- Given request
Count the lines in the material below that contain the string "window", treating uppercase and lowercase as different. Reply with only the number.

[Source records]

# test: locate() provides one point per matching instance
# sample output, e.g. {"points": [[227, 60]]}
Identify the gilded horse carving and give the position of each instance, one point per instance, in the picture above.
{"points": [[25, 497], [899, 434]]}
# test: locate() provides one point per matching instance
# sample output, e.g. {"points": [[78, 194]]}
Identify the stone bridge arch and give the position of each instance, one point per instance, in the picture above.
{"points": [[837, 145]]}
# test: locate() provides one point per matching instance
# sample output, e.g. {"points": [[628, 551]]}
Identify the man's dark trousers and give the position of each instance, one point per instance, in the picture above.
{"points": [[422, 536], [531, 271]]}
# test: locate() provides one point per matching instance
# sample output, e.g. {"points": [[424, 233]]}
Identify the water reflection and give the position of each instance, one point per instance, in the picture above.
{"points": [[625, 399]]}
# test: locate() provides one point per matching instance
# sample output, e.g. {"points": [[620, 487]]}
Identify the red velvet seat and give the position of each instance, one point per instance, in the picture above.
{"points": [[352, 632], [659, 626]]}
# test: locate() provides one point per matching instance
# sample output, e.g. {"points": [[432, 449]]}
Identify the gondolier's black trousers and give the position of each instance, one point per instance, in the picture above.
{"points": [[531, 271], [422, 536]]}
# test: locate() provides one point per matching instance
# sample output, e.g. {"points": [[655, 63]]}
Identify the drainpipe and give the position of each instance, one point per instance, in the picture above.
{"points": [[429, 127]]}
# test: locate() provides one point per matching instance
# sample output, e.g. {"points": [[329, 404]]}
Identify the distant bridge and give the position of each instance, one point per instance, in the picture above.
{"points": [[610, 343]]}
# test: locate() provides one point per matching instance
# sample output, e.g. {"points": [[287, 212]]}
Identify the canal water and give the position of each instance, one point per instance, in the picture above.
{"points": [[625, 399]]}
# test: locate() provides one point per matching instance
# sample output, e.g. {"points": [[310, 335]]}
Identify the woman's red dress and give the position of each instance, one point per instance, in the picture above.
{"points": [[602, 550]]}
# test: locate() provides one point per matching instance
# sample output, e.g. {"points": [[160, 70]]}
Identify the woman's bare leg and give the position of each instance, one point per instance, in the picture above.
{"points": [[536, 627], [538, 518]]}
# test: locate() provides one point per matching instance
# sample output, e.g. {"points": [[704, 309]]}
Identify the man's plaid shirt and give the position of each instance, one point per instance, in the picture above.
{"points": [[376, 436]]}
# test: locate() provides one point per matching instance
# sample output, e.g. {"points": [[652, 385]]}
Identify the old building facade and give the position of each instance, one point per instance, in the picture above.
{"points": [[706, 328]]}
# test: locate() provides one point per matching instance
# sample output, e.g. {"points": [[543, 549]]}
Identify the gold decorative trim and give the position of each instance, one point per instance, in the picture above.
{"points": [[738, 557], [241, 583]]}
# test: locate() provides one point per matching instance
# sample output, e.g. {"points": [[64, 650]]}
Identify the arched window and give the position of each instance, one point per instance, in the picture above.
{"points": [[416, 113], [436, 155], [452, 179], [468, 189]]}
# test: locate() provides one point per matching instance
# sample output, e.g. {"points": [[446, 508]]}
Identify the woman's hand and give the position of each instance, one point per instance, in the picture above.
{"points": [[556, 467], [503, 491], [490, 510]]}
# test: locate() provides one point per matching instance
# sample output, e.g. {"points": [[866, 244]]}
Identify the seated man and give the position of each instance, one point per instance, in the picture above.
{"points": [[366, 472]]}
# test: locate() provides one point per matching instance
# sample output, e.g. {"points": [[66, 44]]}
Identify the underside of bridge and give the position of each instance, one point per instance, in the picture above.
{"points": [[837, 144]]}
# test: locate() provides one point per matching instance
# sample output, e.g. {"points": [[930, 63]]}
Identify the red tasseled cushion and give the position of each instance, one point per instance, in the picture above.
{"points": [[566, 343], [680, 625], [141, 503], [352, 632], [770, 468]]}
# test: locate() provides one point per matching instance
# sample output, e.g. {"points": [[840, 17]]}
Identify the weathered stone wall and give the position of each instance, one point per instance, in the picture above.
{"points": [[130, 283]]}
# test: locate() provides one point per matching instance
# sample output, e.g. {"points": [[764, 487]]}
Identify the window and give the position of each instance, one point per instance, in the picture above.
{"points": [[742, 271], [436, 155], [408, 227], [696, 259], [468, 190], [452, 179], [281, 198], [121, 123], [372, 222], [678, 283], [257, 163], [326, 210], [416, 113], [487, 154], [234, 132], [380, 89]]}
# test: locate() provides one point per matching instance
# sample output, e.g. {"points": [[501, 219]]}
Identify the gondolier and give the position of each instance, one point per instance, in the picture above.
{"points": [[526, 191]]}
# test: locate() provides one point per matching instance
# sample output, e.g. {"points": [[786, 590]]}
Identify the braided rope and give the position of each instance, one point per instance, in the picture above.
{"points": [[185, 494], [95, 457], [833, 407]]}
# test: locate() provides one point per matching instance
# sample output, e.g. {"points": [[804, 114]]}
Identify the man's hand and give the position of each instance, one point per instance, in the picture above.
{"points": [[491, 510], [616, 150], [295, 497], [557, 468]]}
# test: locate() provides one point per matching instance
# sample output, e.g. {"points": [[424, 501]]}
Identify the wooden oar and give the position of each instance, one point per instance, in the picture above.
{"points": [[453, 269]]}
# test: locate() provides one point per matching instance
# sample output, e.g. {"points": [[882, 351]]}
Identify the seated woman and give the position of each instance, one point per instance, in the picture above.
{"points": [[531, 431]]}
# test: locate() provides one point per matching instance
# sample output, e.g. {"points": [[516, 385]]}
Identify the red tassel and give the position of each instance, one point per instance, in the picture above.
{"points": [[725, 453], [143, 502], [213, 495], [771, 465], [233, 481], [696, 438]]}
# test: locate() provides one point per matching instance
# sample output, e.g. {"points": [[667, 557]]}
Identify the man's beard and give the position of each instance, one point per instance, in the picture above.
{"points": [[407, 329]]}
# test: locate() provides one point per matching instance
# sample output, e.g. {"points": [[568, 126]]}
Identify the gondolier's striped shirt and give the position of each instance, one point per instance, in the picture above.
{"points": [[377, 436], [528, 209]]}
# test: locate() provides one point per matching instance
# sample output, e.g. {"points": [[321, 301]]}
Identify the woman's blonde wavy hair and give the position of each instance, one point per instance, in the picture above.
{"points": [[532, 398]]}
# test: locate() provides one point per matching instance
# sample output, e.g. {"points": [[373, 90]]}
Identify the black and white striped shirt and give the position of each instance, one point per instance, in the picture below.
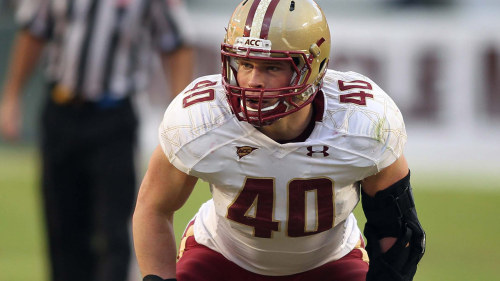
{"points": [[104, 47]]}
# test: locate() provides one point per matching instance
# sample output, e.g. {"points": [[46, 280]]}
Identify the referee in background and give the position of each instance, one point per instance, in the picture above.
{"points": [[98, 54]]}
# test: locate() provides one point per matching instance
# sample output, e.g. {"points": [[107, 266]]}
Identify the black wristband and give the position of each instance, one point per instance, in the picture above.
{"points": [[156, 278]]}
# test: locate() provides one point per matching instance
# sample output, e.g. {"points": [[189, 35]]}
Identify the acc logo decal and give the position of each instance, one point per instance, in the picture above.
{"points": [[243, 151], [312, 151]]}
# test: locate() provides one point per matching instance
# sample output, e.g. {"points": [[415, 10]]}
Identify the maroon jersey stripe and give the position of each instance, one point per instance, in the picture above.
{"points": [[251, 15], [264, 32]]}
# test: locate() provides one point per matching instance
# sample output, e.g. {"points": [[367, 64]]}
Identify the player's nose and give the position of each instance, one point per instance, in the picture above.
{"points": [[257, 78]]}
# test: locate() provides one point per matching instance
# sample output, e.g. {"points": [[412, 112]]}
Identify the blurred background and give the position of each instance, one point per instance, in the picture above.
{"points": [[438, 59]]}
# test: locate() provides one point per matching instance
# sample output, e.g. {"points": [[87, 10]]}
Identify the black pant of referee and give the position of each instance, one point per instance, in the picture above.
{"points": [[88, 188]]}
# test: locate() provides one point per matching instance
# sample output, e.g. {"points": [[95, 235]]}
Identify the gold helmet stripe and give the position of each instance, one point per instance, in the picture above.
{"points": [[259, 18]]}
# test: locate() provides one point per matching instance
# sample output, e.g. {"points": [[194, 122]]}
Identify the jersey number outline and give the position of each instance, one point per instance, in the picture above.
{"points": [[199, 93], [254, 206], [358, 98]]}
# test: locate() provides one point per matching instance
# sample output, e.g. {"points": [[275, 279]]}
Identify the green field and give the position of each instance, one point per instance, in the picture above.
{"points": [[459, 213]]}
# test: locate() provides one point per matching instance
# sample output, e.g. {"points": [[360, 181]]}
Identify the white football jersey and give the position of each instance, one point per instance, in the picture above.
{"points": [[280, 209]]}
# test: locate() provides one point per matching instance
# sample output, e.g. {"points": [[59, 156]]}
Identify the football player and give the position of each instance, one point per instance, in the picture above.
{"points": [[289, 147]]}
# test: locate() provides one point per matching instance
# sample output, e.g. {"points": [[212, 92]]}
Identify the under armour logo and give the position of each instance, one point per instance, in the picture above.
{"points": [[312, 151]]}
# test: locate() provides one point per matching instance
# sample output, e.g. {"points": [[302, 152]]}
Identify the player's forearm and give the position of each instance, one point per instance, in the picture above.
{"points": [[154, 243], [178, 68], [24, 57]]}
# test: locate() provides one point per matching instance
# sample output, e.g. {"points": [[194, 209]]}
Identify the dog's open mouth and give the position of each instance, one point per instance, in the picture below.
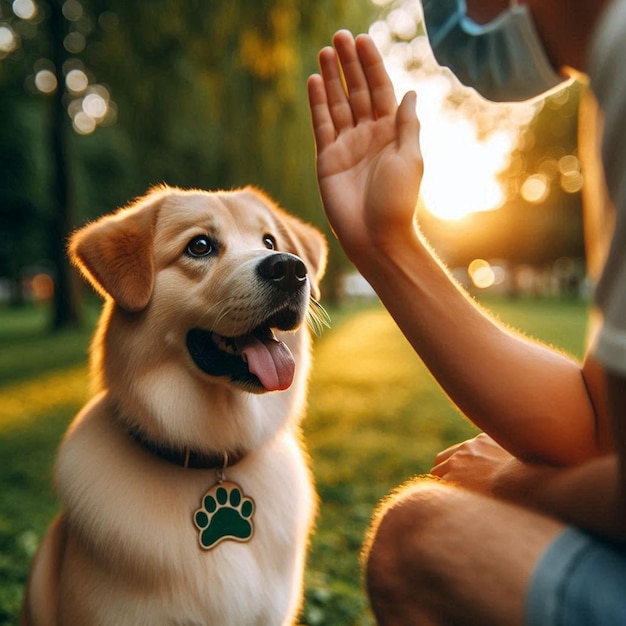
{"points": [[258, 361]]}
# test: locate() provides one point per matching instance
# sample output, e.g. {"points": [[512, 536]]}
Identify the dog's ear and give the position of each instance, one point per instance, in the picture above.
{"points": [[115, 253]]}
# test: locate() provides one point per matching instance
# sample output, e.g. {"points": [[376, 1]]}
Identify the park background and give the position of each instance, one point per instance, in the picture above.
{"points": [[101, 99]]}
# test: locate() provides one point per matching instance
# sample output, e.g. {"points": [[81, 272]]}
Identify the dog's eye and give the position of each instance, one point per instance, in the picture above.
{"points": [[269, 242], [200, 246]]}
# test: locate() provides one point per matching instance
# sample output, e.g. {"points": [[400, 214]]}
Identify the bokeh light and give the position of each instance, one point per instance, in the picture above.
{"points": [[484, 275], [535, 188], [8, 40], [24, 9], [46, 81], [76, 81]]}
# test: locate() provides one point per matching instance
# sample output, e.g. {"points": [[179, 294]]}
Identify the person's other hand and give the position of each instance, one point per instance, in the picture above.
{"points": [[475, 464]]}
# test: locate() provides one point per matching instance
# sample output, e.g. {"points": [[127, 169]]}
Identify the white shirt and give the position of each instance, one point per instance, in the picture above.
{"points": [[607, 71]]}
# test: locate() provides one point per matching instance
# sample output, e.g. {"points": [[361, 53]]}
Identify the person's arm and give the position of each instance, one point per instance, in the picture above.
{"points": [[536, 402], [589, 495]]}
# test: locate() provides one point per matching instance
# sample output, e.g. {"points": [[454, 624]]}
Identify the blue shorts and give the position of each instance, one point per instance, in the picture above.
{"points": [[579, 581]]}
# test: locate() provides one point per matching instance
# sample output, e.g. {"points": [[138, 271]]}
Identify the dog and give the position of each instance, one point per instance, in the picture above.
{"points": [[186, 492]]}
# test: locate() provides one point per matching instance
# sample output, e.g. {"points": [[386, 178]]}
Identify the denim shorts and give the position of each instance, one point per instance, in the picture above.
{"points": [[579, 581]]}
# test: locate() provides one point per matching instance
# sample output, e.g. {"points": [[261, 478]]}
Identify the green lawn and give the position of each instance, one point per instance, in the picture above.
{"points": [[376, 418]]}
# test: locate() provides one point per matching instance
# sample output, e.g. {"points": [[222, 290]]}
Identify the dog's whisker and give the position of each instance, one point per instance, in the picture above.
{"points": [[317, 317]]}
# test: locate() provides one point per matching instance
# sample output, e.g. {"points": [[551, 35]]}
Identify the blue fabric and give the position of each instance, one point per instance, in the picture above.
{"points": [[579, 581]]}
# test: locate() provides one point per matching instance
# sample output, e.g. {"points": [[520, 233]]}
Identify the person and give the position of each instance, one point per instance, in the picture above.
{"points": [[525, 523]]}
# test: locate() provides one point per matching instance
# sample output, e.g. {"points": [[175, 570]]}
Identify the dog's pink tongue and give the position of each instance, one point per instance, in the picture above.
{"points": [[269, 360]]}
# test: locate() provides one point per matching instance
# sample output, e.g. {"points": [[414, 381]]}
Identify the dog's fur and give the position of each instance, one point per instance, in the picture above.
{"points": [[124, 549]]}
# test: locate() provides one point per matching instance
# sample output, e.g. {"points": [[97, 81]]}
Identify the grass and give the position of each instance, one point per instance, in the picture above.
{"points": [[376, 418]]}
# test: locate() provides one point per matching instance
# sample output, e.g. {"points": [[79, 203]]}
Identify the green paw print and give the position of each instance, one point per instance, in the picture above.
{"points": [[225, 514]]}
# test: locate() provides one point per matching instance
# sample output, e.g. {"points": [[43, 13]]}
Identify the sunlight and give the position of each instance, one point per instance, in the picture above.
{"points": [[462, 160]]}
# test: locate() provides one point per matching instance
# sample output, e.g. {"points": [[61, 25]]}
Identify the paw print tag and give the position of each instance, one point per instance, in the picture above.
{"points": [[225, 513]]}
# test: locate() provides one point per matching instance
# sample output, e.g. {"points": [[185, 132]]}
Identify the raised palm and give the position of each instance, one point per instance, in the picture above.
{"points": [[369, 164]]}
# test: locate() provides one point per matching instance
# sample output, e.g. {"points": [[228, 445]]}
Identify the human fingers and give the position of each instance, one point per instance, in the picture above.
{"points": [[380, 86], [323, 125], [338, 105], [354, 76]]}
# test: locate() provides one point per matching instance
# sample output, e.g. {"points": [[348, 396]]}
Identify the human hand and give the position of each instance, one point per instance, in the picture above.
{"points": [[476, 464], [369, 163]]}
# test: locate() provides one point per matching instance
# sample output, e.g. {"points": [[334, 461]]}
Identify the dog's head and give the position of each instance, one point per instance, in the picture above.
{"points": [[215, 275]]}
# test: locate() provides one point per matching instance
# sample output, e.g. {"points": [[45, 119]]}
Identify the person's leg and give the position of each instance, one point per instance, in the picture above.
{"points": [[438, 554]]}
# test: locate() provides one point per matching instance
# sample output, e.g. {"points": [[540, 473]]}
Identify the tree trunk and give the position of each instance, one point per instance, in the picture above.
{"points": [[65, 304]]}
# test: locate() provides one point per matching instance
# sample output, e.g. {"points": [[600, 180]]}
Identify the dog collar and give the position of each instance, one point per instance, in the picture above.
{"points": [[187, 457]]}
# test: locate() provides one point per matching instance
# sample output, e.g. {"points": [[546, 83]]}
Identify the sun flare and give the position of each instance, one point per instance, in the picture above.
{"points": [[461, 161]]}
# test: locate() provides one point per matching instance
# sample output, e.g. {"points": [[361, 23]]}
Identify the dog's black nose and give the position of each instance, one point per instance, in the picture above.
{"points": [[286, 271]]}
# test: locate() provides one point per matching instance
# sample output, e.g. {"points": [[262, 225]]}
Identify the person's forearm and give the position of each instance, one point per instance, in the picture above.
{"points": [[531, 399], [587, 496]]}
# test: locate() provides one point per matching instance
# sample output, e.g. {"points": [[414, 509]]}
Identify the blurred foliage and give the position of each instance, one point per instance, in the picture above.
{"points": [[199, 94], [523, 231]]}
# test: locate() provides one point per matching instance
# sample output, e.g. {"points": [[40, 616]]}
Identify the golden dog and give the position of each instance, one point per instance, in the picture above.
{"points": [[186, 495]]}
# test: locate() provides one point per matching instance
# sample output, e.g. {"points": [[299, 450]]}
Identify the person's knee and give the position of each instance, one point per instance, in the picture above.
{"points": [[399, 553]]}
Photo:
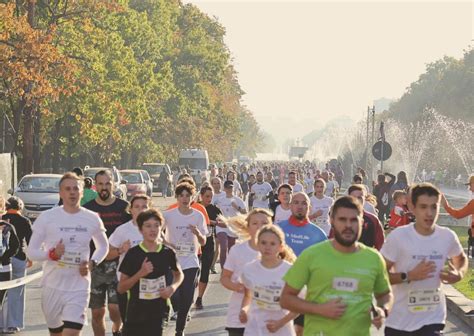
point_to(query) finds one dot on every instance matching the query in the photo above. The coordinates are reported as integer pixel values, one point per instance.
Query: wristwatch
(404, 277)
(93, 264)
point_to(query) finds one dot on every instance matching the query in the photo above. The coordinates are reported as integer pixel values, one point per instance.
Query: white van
(196, 162)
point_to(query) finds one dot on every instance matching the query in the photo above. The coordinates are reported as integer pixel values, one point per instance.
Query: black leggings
(206, 259)
(184, 296)
(427, 330)
(4, 276)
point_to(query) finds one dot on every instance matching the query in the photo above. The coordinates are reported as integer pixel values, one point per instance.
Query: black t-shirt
(163, 260)
(112, 215)
(22, 226)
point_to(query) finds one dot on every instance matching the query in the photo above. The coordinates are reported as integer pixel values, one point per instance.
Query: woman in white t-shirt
(263, 281)
(239, 255)
(320, 206)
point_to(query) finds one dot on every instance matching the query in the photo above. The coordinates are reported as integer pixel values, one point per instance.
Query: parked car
(149, 182)
(136, 183)
(120, 189)
(39, 192)
(155, 169)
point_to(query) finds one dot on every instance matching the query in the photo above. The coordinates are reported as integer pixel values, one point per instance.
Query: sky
(303, 63)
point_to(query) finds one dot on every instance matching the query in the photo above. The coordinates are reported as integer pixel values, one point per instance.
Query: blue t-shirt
(301, 237)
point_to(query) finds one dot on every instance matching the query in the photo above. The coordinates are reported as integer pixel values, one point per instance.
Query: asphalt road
(209, 321)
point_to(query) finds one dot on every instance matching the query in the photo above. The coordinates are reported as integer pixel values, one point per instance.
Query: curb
(460, 305)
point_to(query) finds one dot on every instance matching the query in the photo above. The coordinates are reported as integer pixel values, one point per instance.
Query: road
(209, 321)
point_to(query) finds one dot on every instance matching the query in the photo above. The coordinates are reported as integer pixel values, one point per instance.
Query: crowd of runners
(301, 255)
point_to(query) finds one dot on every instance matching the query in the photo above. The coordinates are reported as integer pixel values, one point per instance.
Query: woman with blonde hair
(263, 281)
(246, 227)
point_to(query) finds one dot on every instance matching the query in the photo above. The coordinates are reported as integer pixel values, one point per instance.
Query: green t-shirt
(330, 274)
(88, 196)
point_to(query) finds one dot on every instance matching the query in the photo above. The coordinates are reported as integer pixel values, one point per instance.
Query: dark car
(135, 182)
(155, 169)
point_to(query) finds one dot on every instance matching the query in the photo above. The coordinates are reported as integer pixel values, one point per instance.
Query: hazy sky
(302, 63)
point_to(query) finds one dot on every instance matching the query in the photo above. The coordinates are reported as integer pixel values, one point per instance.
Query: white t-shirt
(324, 205)
(369, 207)
(261, 191)
(309, 182)
(225, 204)
(266, 285)
(298, 187)
(216, 197)
(124, 232)
(239, 255)
(76, 231)
(281, 214)
(330, 185)
(180, 235)
(419, 303)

- Full answer
2